# QUOTED TEXT:
-- begin --
Copyright © 2008, 2009 The Apache Software Foundation
Incubation Notice and Disclaimer. Apache UIMA is an effort undergoing incubation at the Apache Software Foundation (ASF). Incubation is required of all newly accepted projects until a further review indicates that the infrastructure, communications, and decision making process have stabilized in a manner consistent with other successful ASF projects. While incubation status is not necessarily a reflection of the completeness or stability of the code, it does indicate that the project has yet to be fully endorsed by the ASF.
License and Disclaimer. The ASF licenses this documentation to you under the Apache License, Version 2.0 (the "License"); you may not use this documentation except in compliance with the License. You may obtain a copy of the License at
Unless required by applicable law or agreed to in writing, this documentation and its contents are distributed under the License on an "AS IS" BASIS, WITHOUT WARRANTIES OR CONDITIONS OF ANY KIND, either express or implied. See the License for the specific language governing permissions and limitations under the License.
Trademarks. All terms mentioned in the text that are known to be trademarks or service marks have been appropriately capitalized. Use of such terms in this book should not be regarded as affecting the validity of the the trademark or service mark.
Table of Contents
ConceptMapper is a highly configurable, high performance dictionary lookup tool, implemented as a UIMA (Unstructured Information Management Architecture) component. Using one of several matching algorithms, it maps entries in a dictionary onto input documents, producing UIMA annotations.
ConceptMapper was designed to provide highly accurate mappings of text into controlled vocabularies, specified as dictionaries, including the association of any necessary properties from the controlled vocabulary as part of that mapping. Individual dictionary entries could contain multiple terms (tokens), and ConceptMapper can be configured to allow multi-term entries to be matched against non-contiguous text. It was also designed to perform fast, and has been easily able to provide real-time results even with multi-million entry dictionaries.
Lookups are token-based, and are limited to applying within a specific context, usually a sentence, though this is configurable (e.g., a noun phrase, a paragraph or other NLP-based concept).
There are many parameters to configure all aspects of ConceptMapper's functionality, in terms of:
processing the dictionary
the way input documents are processed
the availability of multiple lookup strategies
its various output options
The requirements on the design of the ConceptMapper dictionary were that it be easily extensible and that arbitrary properties could be associated with individual entries. Additionally, the set of properties could not be fixed, but rather customizable for any particular application.
-- end --
# DATASET EXTRACT:
-- begin --
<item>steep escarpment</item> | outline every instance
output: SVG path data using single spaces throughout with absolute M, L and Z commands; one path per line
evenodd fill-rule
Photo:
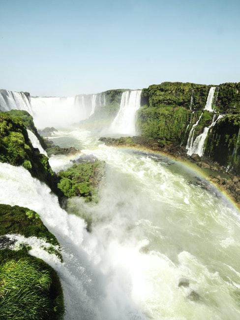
-- end --
# ACTIONS TO TAKE:
1/ Decide whether each statement agrees with the ConceptMapper text above, answering yes or no and quoting the words from the text that decide it.
(a) ConceptMapper lookups usually apply within a paragraph.
(b) ConceptMapper can be set up to match multi-term entries against non-contiguous text.
(c) The set of properties for dictionary entries is fixed.
2/ According to the ConceptMapper text above, what does ConceptMapper produce when it maps dictionary entries onto input documents?

# EXERCISE SOLUTIONS:
1/
(a) No: "usually a sentence, though this is configurable"
(b) Yes: "ConceptMapper can be configured to allow multi-term entries to be matched against non-contiguous text"
(c) No: "the set of properties could not be fixed, but rather customizable for any particular application"

2/ UIMA annotations.